- [Instructions for the task]:
The entries that follow should be written out exactly.

————

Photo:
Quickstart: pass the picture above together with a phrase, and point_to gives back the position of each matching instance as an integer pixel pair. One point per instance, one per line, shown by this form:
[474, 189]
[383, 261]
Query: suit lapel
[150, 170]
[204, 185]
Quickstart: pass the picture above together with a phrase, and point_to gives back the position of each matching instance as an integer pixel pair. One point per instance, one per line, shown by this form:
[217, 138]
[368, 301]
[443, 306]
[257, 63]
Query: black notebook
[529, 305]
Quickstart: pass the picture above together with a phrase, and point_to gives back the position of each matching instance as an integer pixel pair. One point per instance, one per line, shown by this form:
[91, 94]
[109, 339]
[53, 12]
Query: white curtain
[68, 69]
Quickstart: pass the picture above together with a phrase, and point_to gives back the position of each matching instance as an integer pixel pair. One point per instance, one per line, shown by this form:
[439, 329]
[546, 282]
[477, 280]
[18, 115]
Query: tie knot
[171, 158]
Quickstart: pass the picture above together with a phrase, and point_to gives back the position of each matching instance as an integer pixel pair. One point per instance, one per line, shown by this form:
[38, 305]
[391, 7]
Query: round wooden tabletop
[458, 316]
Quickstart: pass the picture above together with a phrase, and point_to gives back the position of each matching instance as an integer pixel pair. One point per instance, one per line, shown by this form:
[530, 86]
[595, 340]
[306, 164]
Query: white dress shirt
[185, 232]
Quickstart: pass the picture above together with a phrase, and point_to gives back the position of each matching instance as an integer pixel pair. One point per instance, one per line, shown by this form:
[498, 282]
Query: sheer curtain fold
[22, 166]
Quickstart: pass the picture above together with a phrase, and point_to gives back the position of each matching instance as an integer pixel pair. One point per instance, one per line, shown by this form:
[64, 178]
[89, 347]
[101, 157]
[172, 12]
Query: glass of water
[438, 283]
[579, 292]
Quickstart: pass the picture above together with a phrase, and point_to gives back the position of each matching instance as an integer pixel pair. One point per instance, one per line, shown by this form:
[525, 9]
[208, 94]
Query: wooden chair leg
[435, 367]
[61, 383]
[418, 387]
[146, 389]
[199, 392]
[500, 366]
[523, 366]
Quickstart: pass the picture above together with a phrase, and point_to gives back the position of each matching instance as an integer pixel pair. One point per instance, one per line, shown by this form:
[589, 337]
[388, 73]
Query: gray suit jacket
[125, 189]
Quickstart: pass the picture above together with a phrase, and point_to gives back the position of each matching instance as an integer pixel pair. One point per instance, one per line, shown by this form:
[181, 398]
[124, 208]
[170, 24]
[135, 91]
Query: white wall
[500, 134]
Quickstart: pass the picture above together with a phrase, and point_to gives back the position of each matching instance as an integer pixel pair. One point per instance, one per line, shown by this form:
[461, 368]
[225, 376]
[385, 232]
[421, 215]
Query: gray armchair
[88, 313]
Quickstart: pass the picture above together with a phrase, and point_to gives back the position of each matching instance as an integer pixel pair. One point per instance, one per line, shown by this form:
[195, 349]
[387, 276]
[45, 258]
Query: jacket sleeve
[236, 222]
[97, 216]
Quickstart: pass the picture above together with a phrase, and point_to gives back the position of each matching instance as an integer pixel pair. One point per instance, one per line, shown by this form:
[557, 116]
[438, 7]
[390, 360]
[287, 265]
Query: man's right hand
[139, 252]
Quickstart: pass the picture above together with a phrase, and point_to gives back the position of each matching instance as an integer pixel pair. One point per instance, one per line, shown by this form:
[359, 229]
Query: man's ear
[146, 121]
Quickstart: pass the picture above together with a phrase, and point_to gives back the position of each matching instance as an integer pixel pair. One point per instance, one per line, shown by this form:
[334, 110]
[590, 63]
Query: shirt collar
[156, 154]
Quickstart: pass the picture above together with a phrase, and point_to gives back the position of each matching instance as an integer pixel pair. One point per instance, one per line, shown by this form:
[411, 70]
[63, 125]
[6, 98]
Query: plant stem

————

- [The result]:
Photo:
Quickstart: pass the picture above together with a phrase, and point_to gives back the position of each matching instance as an integer pixel pair. One point per instance, one per line, shown by this form:
[474, 189]
[383, 261]
Query: suit lapel
[150, 170]
[204, 185]
Quickstart: pass the picture above together with a phrase, and point_to gives back the position of each matching instance as an integer pixel pair. One point per instance, one per line, shown by this form:
[217, 138]
[368, 301]
[443, 306]
[257, 63]
Query: black notebook
[529, 305]
Quickstart: pass the picture above together with a phrase, and point_to gives back the position of each matching instance as an integer pixel pair. One point per instance, one per line, shown by this form:
[91, 94]
[109, 339]
[53, 12]
Query: white curtain
[68, 69]
Quickstart: pass the picture above together with a phrase, and point_to gives back the position of each matching instance as an integer pixel pair. One point per instance, one per line, shown by this form:
[439, 329]
[546, 282]
[477, 280]
[18, 115]
Query: tie knot
[171, 158]
Quickstart: pass the picture above together with a phrase, and point_to gives back the position of each matching instance as an integer pixel pair. One point per instance, one per line, shown by this form:
[38, 305]
[391, 7]
Query: round wooden tabletop
[458, 316]
Quickstart: pass the picture above together with a phrase, and point_to gives back the position of each matching instance as an integer pixel pair. One point per instance, one per line, shown by this form:
[530, 86]
[595, 340]
[306, 164]
Query: white dress shirt
[185, 232]
Quickstart: pass the picture above together with a phrase, and point_to gives back the position of each matching instance as an integer pixel pair. One point per instance, one per line, shown by this form:
[498, 282]
Query: sheer curtain fold
[22, 166]
Quickstart: pass the picture above together with a phrase, and point_to gives back the position of each matching instance as an integer pixel pair. One point per instance, one per line, shown by this form:
[64, 178]
[89, 347]
[101, 157]
[172, 12]
Query: glass of water
[438, 283]
[579, 292]
Quickstart: pass the picture above together with a phrase, and point_to gives back the position of each matching instance as an integer pixel pair. One point per instance, one per line, shown by this form:
[525, 9]
[208, 94]
Query: wooden chair leg
[435, 367]
[61, 383]
[418, 387]
[146, 389]
[199, 392]
[500, 366]
[523, 366]
Quickstart: pass the picture above together with a phrase, and point_to gives back the position of each matching instance as an integer pixel pair. One point per instance, one per line, shown by this form:
[589, 337]
[388, 73]
Query: gray suit jacket
[125, 189]
Quickstart: pass the picture above together with a phrase, and point_to gives back the position of each matching instance as an integer pixel pair. One point per instance, one per line, shown by this form:
[181, 398]
[124, 208]
[170, 24]
[135, 91]
Query: white wall
[500, 134]
Quickstart: pass the picture above together with a phrase, and point_to gives back the position of each matching instance as an integer pixel pair. One point per instance, one per line, shown by this form:
[461, 368]
[225, 376]
[385, 232]
[421, 215]
Query: gray armchair
[88, 313]
Quickstart: pass the picture above together with a phrase, and point_to gives back the position of each matching instance as an integer pixel pair. One point per instance, one per line, shown by this form:
[195, 349]
[387, 276]
[45, 258]
Query: jacket sleeve
[236, 222]
[97, 216]
Quickstart: pass the picture above together with a phrase, and point_to gives back the position of each matching instance as an integer pixel pair. One point per instance, one per line, shown by this form:
[557, 116]
[438, 7]
[390, 360]
[287, 265]
Query: man's right hand
[139, 252]
Quickstart: pass the picture above together with a phrase, and point_to gives back the position of each matching instance as an integer pixel pair. One point per instance, one per line, shown by this form:
[359, 229]
Query: man's ear
[146, 121]
Quickstart: pass the picture above together with a phrase, and point_to gives back the position of each matching instance as an integer pixel pair. One point per instance, one per line, shown by this form:
[334, 110]
[590, 63]
Query: shirt collar
[156, 154]
Quickstart: pass the picture above together with a phrase, and point_to gives back the position of each matching instance as an integer pixel pair. One point per instance, one per line, shown by this form:
[411, 70]
[63, 125]
[6, 98]
Query: plant stem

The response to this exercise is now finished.